THE TASK: All of the data that follows should be retyped exactly, please, except the pictures.

DATASET RECORDS:
START

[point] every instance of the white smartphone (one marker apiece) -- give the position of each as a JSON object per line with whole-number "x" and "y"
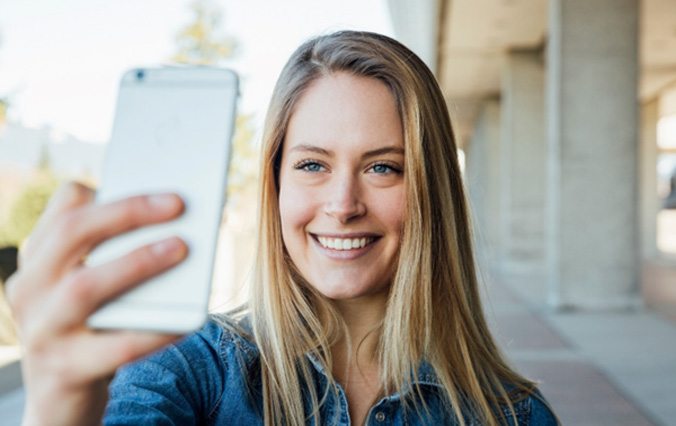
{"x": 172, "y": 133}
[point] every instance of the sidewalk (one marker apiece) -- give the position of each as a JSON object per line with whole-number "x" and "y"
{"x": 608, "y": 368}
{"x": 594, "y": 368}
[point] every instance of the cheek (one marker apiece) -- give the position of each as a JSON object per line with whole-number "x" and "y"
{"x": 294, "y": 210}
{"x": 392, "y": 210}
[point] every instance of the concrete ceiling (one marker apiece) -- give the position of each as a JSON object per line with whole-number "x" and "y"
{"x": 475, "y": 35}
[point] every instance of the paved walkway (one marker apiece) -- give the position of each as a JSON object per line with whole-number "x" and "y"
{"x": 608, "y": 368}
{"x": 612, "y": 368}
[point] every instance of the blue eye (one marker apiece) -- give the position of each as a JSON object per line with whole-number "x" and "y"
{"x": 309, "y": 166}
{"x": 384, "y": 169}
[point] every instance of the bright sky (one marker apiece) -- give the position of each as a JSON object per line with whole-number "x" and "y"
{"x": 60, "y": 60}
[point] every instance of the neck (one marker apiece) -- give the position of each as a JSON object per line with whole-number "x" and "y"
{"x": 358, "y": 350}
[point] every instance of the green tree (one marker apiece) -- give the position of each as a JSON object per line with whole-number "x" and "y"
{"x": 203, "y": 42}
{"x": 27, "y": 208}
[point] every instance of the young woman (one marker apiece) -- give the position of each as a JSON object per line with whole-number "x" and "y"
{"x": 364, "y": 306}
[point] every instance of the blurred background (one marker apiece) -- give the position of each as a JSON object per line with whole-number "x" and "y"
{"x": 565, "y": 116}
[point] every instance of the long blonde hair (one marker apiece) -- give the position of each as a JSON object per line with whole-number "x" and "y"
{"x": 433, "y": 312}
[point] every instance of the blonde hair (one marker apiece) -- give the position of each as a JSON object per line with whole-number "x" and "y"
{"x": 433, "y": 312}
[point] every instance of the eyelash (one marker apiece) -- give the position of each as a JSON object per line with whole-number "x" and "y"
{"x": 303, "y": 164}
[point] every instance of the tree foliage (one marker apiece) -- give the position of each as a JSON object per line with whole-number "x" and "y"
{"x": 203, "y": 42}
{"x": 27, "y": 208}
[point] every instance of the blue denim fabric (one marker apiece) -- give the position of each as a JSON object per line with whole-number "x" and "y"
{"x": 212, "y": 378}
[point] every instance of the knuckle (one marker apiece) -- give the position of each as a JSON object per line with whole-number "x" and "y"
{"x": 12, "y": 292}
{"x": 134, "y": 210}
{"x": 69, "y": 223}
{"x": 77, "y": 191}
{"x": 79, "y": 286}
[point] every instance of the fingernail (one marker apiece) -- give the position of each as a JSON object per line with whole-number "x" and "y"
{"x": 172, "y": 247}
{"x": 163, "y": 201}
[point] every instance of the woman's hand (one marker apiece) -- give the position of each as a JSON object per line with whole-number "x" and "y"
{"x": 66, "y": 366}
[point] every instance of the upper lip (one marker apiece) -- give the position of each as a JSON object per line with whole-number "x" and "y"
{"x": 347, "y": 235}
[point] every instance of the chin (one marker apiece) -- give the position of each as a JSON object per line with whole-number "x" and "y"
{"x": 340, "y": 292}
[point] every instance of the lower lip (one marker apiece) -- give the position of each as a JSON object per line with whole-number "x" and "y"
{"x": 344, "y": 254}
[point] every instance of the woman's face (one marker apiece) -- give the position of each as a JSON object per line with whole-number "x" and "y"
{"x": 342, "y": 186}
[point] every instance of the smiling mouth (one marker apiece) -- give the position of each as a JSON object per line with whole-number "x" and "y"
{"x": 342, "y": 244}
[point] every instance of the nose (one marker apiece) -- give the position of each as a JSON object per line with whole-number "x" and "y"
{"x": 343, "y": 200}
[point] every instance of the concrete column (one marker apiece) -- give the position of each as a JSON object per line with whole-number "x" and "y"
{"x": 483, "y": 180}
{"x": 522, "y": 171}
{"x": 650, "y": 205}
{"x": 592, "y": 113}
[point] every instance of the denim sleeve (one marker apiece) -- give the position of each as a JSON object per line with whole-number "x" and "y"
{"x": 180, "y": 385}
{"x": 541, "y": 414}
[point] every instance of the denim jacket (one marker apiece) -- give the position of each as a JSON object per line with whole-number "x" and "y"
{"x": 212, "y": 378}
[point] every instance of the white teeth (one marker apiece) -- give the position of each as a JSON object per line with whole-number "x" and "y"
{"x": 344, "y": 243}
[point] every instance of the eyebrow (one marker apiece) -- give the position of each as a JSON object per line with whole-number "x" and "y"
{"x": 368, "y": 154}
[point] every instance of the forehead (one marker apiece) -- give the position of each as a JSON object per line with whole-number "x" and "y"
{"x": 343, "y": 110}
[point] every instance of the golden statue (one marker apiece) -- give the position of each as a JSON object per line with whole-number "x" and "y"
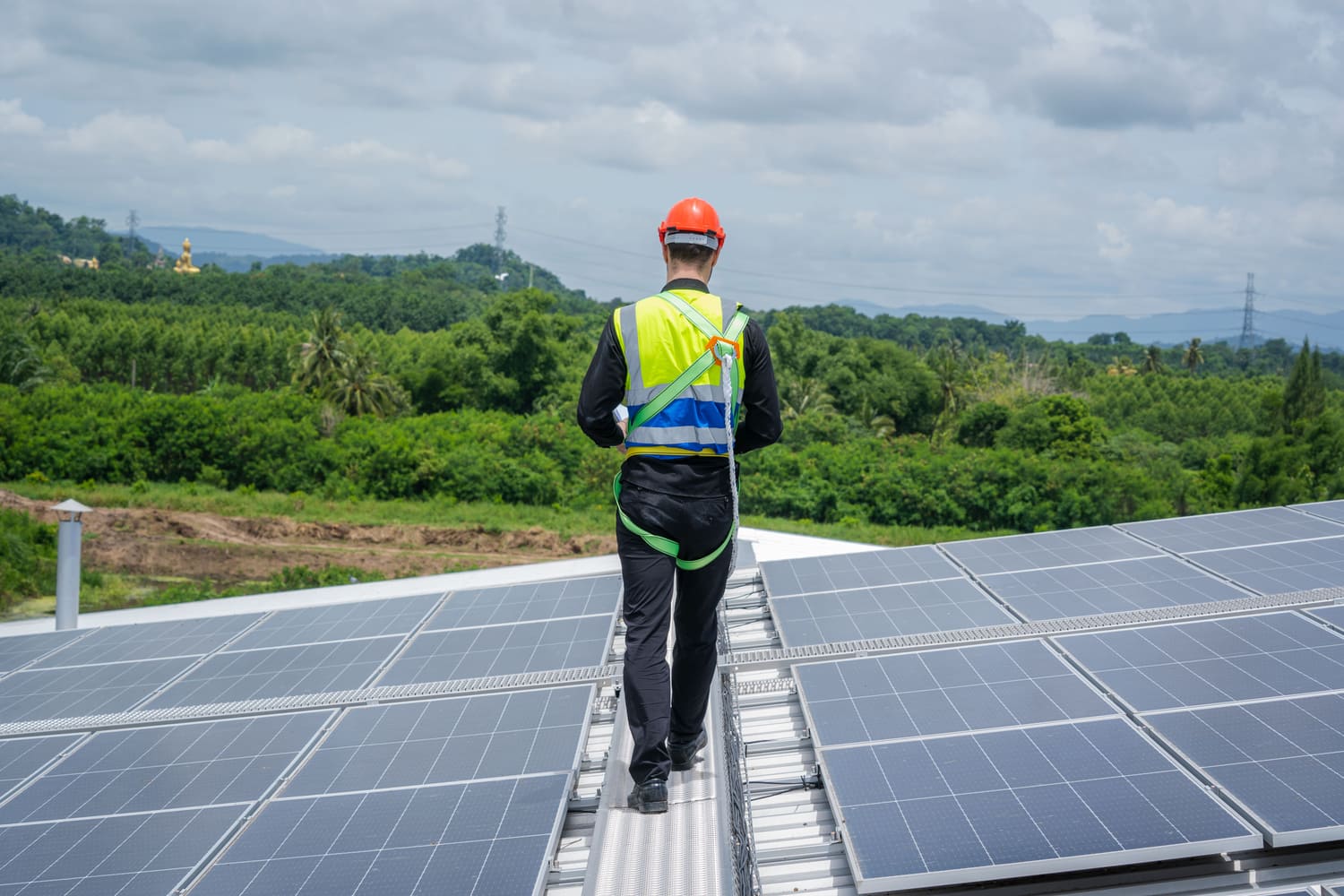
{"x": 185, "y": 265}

END

WORKED SOLUTION:
[point] every instance of the white smartphone (one marker apiece) -- give the position of each as a JSON object per line with whole-number "x" and "y"
{"x": 172, "y": 133}
[point] every instance of the sidewalk (one marker apiece) -- give the position of each as a JSON object per line with whole-number "x" and "y"
{"x": 608, "y": 368}
{"x": 594, "y": 368}
[point] every instance of the cheek (one marker apiece) -- give the position of each as a JSON object per line with whole-number "x" and "y"
{"x": 294, "y": 210}
{"x": 392, "y": 210}
[point] every instance of the concrete ceiling (one marker apiece) -- give the position of each as a JSON object per line with whole-number "x" and "y"
{"x": 475, "y": 35}
[point] every instance of the paved walkway (one marker apiece) -- give the position of each as a JSON object per line with whole-number "x" and "y"
{"x": 608, "y": 368}
{"x": 612, "y": 368}
[point] every instance of the blue eye (one marker apiece) -- give the position of each as a JSON object per line with whole-number "x" and "y"
{"x": 309, "y": 166}
{"x": 384, "y": 169}
[point] every instance of the bright sky (one marker apiece) -- give the position of each as a JSON object per line with whole-number "x" and "y"
{"x": 60, "y": 60}
[point] every instance of the neck (one marker apiece) -- give the position of each as a JSON object per line with whole-number "x" and "y"
{"x": 358, "y": 350}
[point] every instance of the green tree (one marker apiece) -- give the position of each as a JSON object per line with whole-number "x" and "y"
{"x": 203, "y": 42}
{"x": 27, "y": 208}
[point] every instance of the young woman (one marker apiece) -- give the position of each as a JSON object per line with whole-number "x" and "y"
{"x": 364, "y": 306}
[point] every instance of the blurred background (one marker apiece) -- give the position of each as a JSON object per line with whole-number "x" and "y"
{"x": 565, "y": 116}
[point] every instance of the long blonde hair (one marker apiece) -- give the position of each as a JSON object per line with whole-number "x" and "y"
{"x": 433, "y": 312}
[point] every instance of the blonde hair (one marker apiece) -- give the position of each as a JSON object per line with whole-number "x" and "y"
{"x": 433, "y": 312}
[point] every instance of the eyelash (one marker apiece) -- give the position of each as a JSON object per line with whole-number "x" and "y"
{"x": 303, "y": 164}
[point] every instance of the tree foliage (one marker apiece) -- give the position of each as a JSON object per line with whole-number "x" and "y"
{"x": 203, "y": 42}
{"x": 27, "y": 208}
[point] every instance of the blue denim fabric (one marker apiece) -- give the position of each as a JSON object per line with whole-number "x" and "y"
{"x": 212, "y": 378}
[point] every instance of the knuckle (one marker apiece) -- give the position of each as a JSON object per line with whole-number "x" and "y"
{"x": 12, "y": 292}
{"x": 134, "y": 210}
{"x": 69, "y": 223}
{"x": 77, "y": 191}
{"x": 79, "y": 286}
[point] every instance of the fingernail (one marker apiece) -- give the position of each as a JSON object per line with whole-number "x" and "y"
{"x": 172, "y": 247}
{"x": 163, "y": 201}
[point] every instance of the woman's hand (one marker apiece) -- give the position of each as a JSON object per line with whole-number "x" and "y"
{"x": 66, "y": 366}
[point] every instance of the upper lip (one marker apiece) -- give the position of each as a JSON object per line with whole-number "x" and "y"
{"x": 347, "y": 235}
[point] every instance of the chin (one marker apiece) -- give the position of each as a JSON object per line with whole-number "x" and "y"
{"x": 340, "y": 292}
[point] every instance of the lower lip (one marker apiece) -- give the position of each as a JSON object per line with whole-number "x" and "y"
{"x": 344, "y": 254}
[point] every instance of the woman's face (one marker apiece) -- give the position of each as a JSON object per line with whole-number "x" and "y"
{"x": 342, "y": 186}
[point] every instance of the smiling mouth (one marker apiece) -- give the position of each as a JSON object per line with whole-number "x" and "y"
{"x": 342, "y": 244}
[point] every instance of the nose (one marker apiece) -- give the position of each as a JSON object per line with whole-number "x" and "y"
{"x": 343, "y": 200}
[point] every instance of the concrete column (one marker apiece) -- give the position of each as a JSON object per line with whole-number "x" and "y"
{"x": 483, "y": 180}
{"x": 522, "y": 171}
{"x": 650, "y": 205}
{"x": 592, "y": 113}
[point] every instance of the denim sleeve (one marker apiece) -- give the position of each as a JSON object per line with whole-number "x" and "y"
{"x": 180, "y": 385}
{"x": 541, "y": 414}
[point] every instance of the denim jacket (one marker apiece) -- give the position of each as a JSON object per line with whole-number "x" and "y"
{"x": 212, "y": 378}
[point] every instance of the white teeth (one marker apiece) -- give the position of each as a JSON object per line with whole-number "x" and "y"
{"x": 344, "y": 243}
[point] every instance of the eyebrow (one marker apiece) -- give the position of each as a JSON object per line with whole-number "x" and "y"
{"x": 368, "y": 154}
[point] every instance of the forehead (one marker apiece) -- give the position of each as a JSON object per line with whole-number "x" and "y"
{"x": 343, "y": 110}
[point] every instance of the golden statue (one marker apiece) -- give the position of each as a JSON object per line with whole-number "x" and "y"
{"x": 185, "y": 265}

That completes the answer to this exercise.